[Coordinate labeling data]
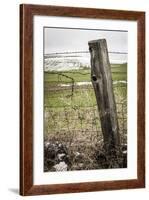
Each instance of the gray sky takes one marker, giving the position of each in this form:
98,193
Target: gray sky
61,40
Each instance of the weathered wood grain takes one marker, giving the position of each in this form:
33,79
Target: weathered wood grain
102,82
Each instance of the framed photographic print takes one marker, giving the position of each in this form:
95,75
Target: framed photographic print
82,99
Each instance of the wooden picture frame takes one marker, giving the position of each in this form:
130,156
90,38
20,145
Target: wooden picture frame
27,13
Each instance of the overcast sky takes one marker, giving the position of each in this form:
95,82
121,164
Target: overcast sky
63,40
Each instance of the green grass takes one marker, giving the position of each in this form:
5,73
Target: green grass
65,110
119,72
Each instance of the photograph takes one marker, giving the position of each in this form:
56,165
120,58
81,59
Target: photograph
85,98
82,99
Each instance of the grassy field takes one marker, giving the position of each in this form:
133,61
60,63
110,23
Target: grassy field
71,116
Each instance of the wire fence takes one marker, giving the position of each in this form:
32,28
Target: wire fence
71,114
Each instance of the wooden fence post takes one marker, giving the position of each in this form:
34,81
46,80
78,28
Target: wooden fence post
102,83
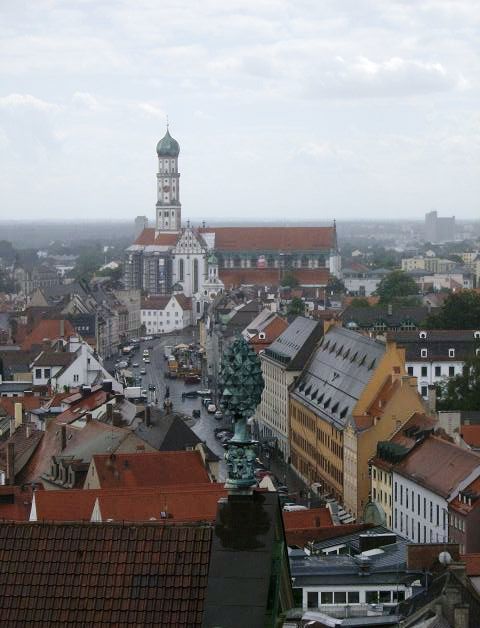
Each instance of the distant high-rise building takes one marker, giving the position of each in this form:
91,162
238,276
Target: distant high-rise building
438,230
141,223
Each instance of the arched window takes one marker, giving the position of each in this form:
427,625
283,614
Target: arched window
195,276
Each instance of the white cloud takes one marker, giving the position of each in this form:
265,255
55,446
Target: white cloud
27,101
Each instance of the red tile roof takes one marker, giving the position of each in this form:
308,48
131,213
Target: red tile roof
15,502
29,402
150,469
147,237
471,435
313,518
234,277
272,238
183,502
103,575
438,465
179,503
48,329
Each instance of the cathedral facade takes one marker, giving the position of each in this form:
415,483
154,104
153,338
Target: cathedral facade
201,262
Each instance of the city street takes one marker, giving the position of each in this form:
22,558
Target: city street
155,374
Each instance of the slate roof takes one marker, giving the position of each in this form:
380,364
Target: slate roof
103,574
54,358
337,373
437,343
150,469
272,238
367,317
48,329
293,347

> [EXERCISE INSTRUCTIONS]
Convert the material above into a Markdown table with the columns Row and Line, numbering each non-blank line in order and leaving out the pictures.

> [COMPLETED EXERCISE]
| Row | Line |
|---|---|
| 1 | Each instance of the gray sky takes one marker, giving the position of each in this form: |
| 2 | 98,193 |
| 3 | Target: gray sky |
| 4 | 61,40 |
| 5 | Each instance of the weathered wood grain takes one marker, giving the position of each in this form: |
| 6 | 33,79 |
| 7 | Target: weathered wood grain |
| 8 | 102,82 |
| 9 | Each instance of the framed photographic print takes one marker, giving the position of each in this form: |
| 10 | 95,75 |
| 11 | Target: framed photographic print |
| 12 | 82,99 |
| 13 | Each instance of the wooden picture frame takes one marker, giving the position of each in this form: |
| 14 | 130,156 |
| 15 | 90,38 |
| 16 | 20,145 |
| 17 | Target: wooden picture frame |
| 18 | 27,13 |
| 19 | Each instance of the overcast sky takes one marker, giving the position of each in this form: |
| 20 | 95,82 |
| 21 | 121,164 |
| 22 | Target: overcast sky |
| 23 | 63,40 |
| 24 | Each instance of the green grass takes one marker, giving the position of each in this form: |
| 25 | 5,73 |
| 26 | Target: green grass |
| 27 | 65,110 |
| 28 | 119,72 |
| 29 | Each instance of the photograph takes one marker, giving the position of each in this form: |
| 30 | 56,165 |
| 31 | 120,58 |
| 32 | 81,59 |
| 33 | Target: photograph |
| 34 | 85,98 |
| 35 | 82,99 |
| 36 | Each instance of the grassy field takes one marker, giving the position of each in this form: |
| 37 | 133,61 |
| 38 | 60,63 |
| 39 | 110,23 |
| 40 | Target: grassy field |
| 41 | 71,116 |
| 42 | Each instance of the wire fence takes one marker, giving the position of each in this form: |
| 43 | 32,28 |
| 44 | Target: wire fence |
| 45 | 71,114 |
| 46 | Each instance of the wooden fence post takes one marker, giving the position of each in this form: |
| 47 | 34,81 |
| 48 | 46,80 |
| 49 | 78,28 |
| 50 | Target: wooden fence post |
| 51 | 102,83 |
| 52 | Each instance of the distant high-rise building takes one marker, giving the position of each in this form: |
| 53 | 91,162 |
| 54 | 238,276 |
| 55 | Target: distant high-rise building |
| 56 | 438,230 |
| 57 | 141,223 |
| 58 | Each instance of the arched window takes one marker, giving the position of each in this form: |
| 59 | 427,625 |
| 60 | 283,614 |
| 61 | Target: arched window |
| 62 | 195,276 |
| 63 | Each instance of the white cloud takes one marker, giving the position of each in this form: |
| 64 | 265,255 |
| 65 | 55,446 |
| 66 | Target: white cloud |
| 67 | 27,101 |
| 68 | Each instance of the red tile roof takes one marker, giving the position of each in this form: |
| 69 | 308,48 |
| 70 | 131,213 |
| 71 | Target: red tile roof |
| 72 | 15,502 |
| 73 | 29,402 |
| 74 | 150,469 |
| 75 | 147,237 |
| 76 | 471,435 |
| 77 | 313,518 |
| 78 | 234,277 |
| 79 | 272,238 |
| 80 | 183,502 |
| 81 | 103,575 |
| 82 | 438,465 |
| 83 | 179,503 |
| 84 | 48,329 |
| 85 | Each instance of the cathedral facade takes one marker, giving the position of each in this form: |
| 86 | 415,483 |
| 87 | 154,104 |
| 88 | 153,338 |
| 89 | Target: cathedral facade |
| 90 | 201,262 |
| 91 | Each instance of the city street takes one marker, giving the position of each in this form: |
| 92 | 22,558 |
| 93 | Target: city street |
| 94 | 155,374 |
| 95 | Each instance of the slate roof takes one marker, giving the position of each in this form: |
| 96 | 380,364 |
| 97 | Target: slate roof |
| 98 | 103,574 |
| 99 | 54,358 |
| 100 | 337,373 |
| 101 | 437,343 |
| 102 | 150,469 |
| 103 | 272,238 |
| 104 | 367,317 |
| 105 | 48,329 |
| 106 | 293,347 |